EXERCÍCIO PROPOSTO -
Responda a estas perguntas com base no excerto sobre o programa "Prós e Contras":
1. A que horas acaba o programa?
2. Quem é nomeado como o primeiro dos que defenderam o casamento entre os dois sexos?
3. No último parágrafo, quem não vai aceitar o referendo?

Perguntei seguidamente se não ouvira ontem o “Prós e Contras”.
- Não ouvi, não! Aquilo não é para ser ouvido. Quem aguenta ouvir à uma da manhã!
- Bem! À uma hora é quando acaba! É um programa comprido!
- E as pessoas que trabalham conseguem ir até ao fim? E estamos a pagar por um programa que não podemos ver? A minha raiva é porque não vejo!
- Eu ontem consegui ver os malabarismos cínicos e até as más criações dos que sabem que vão ganhar! Uma chamada Moreira, muito deselegante com um professor universitário da linha oposta, que defendia, naturalmente, a família, na sua qualidade irrefutável de procriadora e continuadora da raça humana. Cá por mim, sou a favor do referendo. E gostei de os ouvir, a todos os que defenderam o casamento entre os dois sexos, a começar pelo Ribeiro e Castro. Mas foram vários, entre os quais uma senhora da assistência, que argumentaram muito bem, contra a “dignidade” que os da linha homossexual acham que vão obter se legalizarem o casamento.

- É! Eles vão ganhar, já se sabe, o Sócrates não vai nisso do referendo. Para quê? Num mundo de bandalheira e miséria económica, que importam os casamentos do mesmo sexo? As crianças que esses casais poderão adoptar também se habituarão a explicar aos seus amiguinhos da escola que são filhos de dois papás ou de duas mamãs. Temos que ser modernos e sensíveis à dignidade e aos direitos de toda a gente, claro, menos aos direitos e dignidade das crianças, de serem filhos de um pai e de uma mãe, como os outros. Mas agora, se se receber convite para casamento, impõe-se a pergunta: “com homem ou com mulher?”

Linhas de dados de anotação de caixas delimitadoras

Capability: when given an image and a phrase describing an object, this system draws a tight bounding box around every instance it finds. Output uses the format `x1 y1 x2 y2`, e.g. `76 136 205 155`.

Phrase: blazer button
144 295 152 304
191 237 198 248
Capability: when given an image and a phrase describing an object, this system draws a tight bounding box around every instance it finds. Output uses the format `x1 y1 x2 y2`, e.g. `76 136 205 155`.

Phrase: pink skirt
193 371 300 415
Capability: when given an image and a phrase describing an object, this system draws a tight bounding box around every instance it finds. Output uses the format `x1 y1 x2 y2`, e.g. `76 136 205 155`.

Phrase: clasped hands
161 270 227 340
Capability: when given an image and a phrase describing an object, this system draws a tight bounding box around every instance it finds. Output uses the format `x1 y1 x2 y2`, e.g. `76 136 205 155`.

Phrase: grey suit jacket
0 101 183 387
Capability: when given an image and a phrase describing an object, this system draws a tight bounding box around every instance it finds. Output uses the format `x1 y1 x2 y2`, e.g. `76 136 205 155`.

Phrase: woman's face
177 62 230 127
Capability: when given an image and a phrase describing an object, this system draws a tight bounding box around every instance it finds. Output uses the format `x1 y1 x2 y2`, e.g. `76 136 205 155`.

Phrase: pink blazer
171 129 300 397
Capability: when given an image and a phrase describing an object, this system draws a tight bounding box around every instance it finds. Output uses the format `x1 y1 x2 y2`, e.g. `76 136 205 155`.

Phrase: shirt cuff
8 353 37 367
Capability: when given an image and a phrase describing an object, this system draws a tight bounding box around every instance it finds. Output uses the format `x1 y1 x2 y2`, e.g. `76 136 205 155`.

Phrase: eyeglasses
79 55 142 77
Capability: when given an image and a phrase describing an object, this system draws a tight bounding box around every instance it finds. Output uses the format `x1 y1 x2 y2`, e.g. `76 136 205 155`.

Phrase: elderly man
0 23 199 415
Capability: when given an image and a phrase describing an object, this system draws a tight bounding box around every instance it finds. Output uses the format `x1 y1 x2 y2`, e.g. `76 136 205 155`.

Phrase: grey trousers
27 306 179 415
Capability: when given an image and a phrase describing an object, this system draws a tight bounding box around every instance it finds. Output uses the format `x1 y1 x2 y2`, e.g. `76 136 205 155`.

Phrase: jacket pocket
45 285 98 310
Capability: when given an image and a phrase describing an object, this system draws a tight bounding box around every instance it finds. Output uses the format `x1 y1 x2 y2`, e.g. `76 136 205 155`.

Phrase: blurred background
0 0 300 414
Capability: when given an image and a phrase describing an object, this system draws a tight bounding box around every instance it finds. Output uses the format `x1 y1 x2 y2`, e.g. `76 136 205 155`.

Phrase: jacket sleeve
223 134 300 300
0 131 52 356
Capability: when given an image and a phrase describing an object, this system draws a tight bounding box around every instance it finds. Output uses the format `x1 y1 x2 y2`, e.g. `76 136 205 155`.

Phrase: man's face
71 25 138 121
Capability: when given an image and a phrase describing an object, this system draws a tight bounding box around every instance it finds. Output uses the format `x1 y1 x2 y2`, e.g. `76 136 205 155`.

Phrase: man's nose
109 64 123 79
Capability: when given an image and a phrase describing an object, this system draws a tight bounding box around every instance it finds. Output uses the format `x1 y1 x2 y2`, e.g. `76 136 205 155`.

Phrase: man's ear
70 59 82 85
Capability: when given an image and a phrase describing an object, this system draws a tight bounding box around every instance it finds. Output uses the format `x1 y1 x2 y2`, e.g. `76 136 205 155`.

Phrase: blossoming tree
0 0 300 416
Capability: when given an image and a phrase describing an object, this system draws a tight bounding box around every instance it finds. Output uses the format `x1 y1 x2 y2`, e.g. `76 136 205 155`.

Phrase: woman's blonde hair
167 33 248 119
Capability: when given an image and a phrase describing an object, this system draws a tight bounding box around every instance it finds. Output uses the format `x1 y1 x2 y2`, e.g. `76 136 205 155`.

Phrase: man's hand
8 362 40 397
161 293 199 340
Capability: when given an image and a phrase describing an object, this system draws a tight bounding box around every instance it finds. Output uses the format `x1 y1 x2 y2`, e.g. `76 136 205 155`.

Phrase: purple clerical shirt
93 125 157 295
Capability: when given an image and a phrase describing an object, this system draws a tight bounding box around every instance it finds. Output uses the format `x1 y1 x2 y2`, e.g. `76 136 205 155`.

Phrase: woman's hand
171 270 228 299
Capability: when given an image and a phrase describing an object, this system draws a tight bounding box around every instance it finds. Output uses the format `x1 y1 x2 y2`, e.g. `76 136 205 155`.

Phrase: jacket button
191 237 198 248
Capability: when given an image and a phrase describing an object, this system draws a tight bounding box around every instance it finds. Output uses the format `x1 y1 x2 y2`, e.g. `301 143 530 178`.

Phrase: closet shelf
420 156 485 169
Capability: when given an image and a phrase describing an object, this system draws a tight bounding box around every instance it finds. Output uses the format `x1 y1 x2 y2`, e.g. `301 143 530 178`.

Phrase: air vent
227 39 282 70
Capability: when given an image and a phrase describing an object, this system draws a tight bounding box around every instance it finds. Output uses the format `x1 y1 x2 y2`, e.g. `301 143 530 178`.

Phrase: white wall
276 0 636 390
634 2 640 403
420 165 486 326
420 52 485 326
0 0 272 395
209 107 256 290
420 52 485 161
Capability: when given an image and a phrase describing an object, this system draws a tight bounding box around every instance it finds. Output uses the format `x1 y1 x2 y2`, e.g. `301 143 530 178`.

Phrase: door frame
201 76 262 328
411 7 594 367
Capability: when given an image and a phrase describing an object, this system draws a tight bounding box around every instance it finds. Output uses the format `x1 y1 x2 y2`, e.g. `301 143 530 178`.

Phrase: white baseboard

RESPOSTA AO EXERCÍCIO -
1. À uma hora da manhã.
2. Ribeiro e Castro.
3. Sócrates.